## Direction
Copy out, word for word, the rows starting with the line that contains "898, row 630." and going on through the line that contains "column 453, row 520", with both of those lines included.

::::

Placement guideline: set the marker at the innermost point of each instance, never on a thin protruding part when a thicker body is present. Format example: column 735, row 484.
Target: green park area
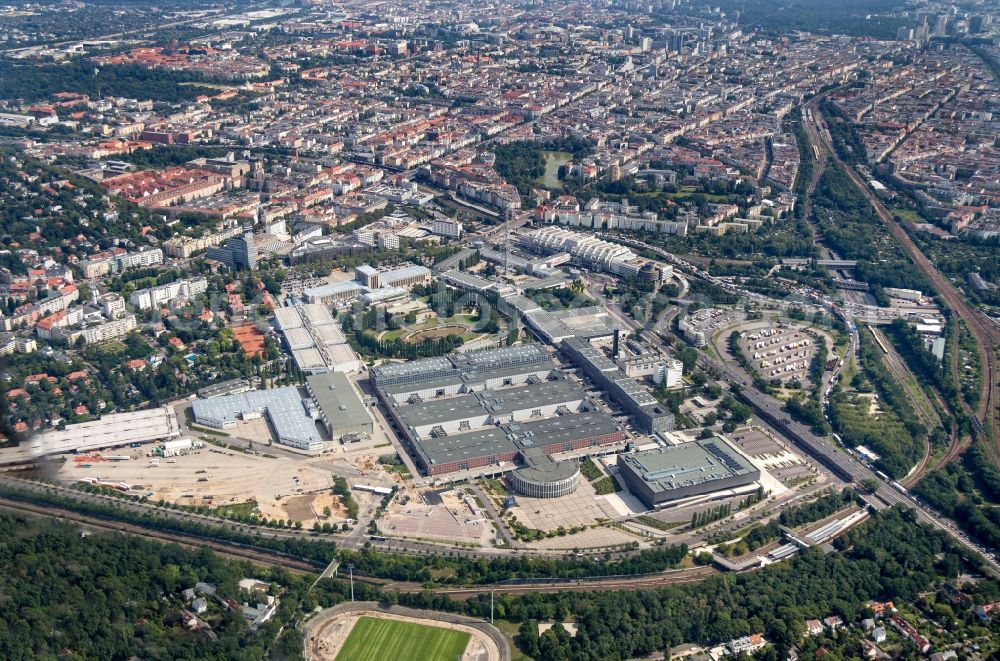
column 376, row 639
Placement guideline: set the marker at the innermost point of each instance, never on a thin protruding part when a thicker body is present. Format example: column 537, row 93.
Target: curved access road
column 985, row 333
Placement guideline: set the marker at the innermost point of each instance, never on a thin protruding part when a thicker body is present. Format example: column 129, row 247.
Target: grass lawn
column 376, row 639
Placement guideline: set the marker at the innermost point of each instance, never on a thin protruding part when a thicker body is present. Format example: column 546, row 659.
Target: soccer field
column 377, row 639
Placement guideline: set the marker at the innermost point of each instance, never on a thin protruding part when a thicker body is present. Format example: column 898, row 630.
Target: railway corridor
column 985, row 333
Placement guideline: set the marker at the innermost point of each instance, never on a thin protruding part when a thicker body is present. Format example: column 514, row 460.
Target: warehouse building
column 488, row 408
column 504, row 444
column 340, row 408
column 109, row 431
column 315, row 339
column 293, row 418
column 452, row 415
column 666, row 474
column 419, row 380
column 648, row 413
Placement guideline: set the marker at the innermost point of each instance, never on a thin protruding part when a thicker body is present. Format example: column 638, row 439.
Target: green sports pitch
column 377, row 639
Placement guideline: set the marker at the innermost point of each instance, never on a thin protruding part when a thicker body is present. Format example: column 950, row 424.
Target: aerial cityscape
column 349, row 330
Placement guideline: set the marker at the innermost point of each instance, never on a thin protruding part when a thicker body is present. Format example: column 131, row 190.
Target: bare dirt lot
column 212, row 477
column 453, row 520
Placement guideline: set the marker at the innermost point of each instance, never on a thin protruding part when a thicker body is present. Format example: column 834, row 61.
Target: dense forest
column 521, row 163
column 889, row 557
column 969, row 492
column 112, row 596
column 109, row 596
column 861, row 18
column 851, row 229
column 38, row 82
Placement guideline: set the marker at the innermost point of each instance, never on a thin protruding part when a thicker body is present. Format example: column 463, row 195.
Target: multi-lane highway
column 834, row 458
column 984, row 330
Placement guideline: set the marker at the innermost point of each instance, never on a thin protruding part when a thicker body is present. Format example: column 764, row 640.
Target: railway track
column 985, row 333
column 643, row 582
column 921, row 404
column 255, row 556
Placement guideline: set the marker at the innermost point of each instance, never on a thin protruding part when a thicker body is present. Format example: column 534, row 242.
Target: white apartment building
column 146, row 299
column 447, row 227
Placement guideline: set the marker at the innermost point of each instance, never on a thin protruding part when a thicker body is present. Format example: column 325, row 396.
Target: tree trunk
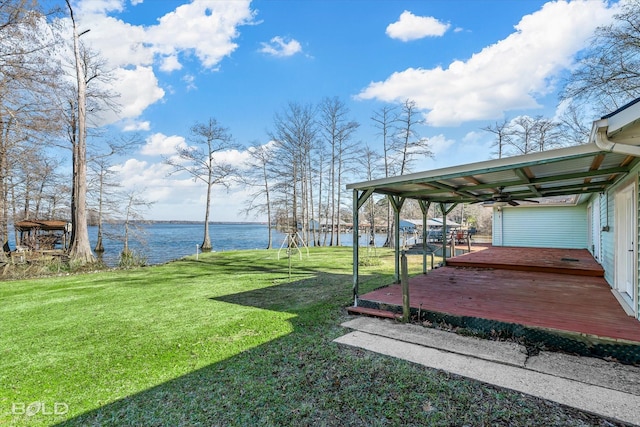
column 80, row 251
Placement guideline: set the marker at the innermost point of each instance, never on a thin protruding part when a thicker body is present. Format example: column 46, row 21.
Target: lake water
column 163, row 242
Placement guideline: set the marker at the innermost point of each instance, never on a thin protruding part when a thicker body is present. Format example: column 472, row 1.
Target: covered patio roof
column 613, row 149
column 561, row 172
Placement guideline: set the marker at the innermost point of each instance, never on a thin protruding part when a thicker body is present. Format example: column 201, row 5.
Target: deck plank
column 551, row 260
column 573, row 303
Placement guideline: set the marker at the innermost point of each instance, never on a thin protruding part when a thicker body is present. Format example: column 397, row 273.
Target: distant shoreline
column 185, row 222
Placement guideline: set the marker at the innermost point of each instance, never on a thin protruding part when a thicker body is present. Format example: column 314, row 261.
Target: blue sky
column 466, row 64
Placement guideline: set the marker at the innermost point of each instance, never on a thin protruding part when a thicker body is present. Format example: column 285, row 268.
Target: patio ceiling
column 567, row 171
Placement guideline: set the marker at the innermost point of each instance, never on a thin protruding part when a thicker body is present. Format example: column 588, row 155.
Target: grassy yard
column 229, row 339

::::

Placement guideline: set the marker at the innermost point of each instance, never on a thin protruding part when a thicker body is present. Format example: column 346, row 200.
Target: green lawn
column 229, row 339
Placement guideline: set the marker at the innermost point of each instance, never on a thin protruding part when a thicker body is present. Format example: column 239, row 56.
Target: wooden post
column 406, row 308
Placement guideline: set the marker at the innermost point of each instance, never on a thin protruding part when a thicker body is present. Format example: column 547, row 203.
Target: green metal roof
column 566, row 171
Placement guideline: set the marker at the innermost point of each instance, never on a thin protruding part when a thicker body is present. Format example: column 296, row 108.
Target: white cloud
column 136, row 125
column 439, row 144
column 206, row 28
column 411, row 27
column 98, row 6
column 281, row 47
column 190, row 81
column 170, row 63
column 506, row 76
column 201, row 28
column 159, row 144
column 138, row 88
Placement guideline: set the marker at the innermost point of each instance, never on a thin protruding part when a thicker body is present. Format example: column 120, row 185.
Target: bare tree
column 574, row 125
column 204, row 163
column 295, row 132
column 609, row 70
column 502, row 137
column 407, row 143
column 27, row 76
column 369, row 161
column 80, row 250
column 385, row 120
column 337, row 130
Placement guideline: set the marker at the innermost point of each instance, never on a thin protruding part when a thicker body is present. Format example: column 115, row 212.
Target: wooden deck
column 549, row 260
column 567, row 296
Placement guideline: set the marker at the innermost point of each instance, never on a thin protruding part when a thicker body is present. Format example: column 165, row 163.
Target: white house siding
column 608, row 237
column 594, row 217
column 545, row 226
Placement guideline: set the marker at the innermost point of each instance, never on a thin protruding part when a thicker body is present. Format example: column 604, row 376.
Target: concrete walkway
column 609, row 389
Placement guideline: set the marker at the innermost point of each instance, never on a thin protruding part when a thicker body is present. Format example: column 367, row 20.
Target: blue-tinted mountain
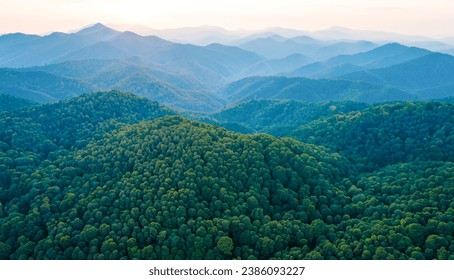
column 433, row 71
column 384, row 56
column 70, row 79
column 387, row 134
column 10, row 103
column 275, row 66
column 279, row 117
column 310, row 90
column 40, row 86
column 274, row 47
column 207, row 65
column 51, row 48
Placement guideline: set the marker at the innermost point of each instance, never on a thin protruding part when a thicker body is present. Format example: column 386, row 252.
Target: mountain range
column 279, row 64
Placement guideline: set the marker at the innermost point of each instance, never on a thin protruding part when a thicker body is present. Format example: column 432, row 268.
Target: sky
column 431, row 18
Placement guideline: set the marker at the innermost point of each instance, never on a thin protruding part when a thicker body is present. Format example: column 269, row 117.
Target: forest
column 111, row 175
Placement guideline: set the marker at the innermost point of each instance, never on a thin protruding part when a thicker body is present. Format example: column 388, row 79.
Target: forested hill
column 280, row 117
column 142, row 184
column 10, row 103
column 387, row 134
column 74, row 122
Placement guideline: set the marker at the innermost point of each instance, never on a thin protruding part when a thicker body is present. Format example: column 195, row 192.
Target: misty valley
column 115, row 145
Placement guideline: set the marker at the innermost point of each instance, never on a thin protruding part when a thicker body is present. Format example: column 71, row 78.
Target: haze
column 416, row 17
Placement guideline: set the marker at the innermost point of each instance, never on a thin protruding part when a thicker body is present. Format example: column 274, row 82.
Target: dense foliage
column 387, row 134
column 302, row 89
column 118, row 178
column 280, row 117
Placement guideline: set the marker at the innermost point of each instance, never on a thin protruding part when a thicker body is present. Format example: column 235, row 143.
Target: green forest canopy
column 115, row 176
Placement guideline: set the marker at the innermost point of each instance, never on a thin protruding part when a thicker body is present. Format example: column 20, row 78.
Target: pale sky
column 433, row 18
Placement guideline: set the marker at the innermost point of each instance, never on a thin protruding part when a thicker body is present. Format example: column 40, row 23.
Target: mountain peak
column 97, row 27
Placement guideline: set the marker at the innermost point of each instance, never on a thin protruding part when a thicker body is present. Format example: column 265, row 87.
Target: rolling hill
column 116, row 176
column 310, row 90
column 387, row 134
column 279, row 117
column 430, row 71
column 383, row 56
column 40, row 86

::::

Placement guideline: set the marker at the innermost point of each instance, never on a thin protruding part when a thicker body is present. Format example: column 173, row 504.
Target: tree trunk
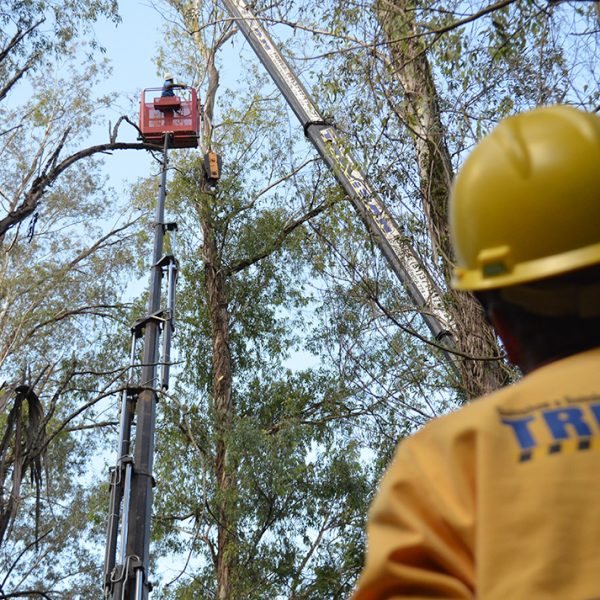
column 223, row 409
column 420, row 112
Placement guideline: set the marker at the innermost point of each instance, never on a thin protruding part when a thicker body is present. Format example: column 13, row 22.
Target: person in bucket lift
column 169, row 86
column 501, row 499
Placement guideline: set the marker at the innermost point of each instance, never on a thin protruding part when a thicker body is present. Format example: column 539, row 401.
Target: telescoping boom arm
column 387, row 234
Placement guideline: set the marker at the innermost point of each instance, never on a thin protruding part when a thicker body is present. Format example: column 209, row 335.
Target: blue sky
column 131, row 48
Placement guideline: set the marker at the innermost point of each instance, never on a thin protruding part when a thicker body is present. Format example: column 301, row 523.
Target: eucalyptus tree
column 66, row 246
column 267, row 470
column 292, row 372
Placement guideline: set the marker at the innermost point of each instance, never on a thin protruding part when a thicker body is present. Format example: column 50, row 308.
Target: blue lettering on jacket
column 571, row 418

::::

## Output for this task
Placement guideline: set the marker at the innermost point of each instance, never on a thin protruding part when a thicker body is present. Format example: column 898, row 630.
Target: railway corridor
column 985, row 333
Placement guideline: set the marker at the innermost point of each instance, never on a thin protruding part when a thicker body is present. Format example: column 514, row 460.
Target: warehouse building
column 488, row 408
column 504, row 444
column 340, row 408
column 109, row 431
column 315, row 339
column 293, row 418
column 452, row 415
column 666, row 474
column 419, row 380
column 648, row 413
Placement guideline: set the marker at the innermost point of each instance, never on a thin protruding part when a thicker body is present. Format example: column 638, row 439.
Target: green sports pitch
column 377, row 639
Placement guideline: set the marker at the innermost point of each instance, never on a thin protruding part when a thicker body is present. Format example: column 950, row 424.
Target: aerial cityscape
column 349, row 330
Placement guideline: set the marker at the innermost point of each instance, never on a thin protruding part when a thicker body is present. Format example: column 131, row 190.
Target: bare dirt lot
column 212, row 477
column 453, row 520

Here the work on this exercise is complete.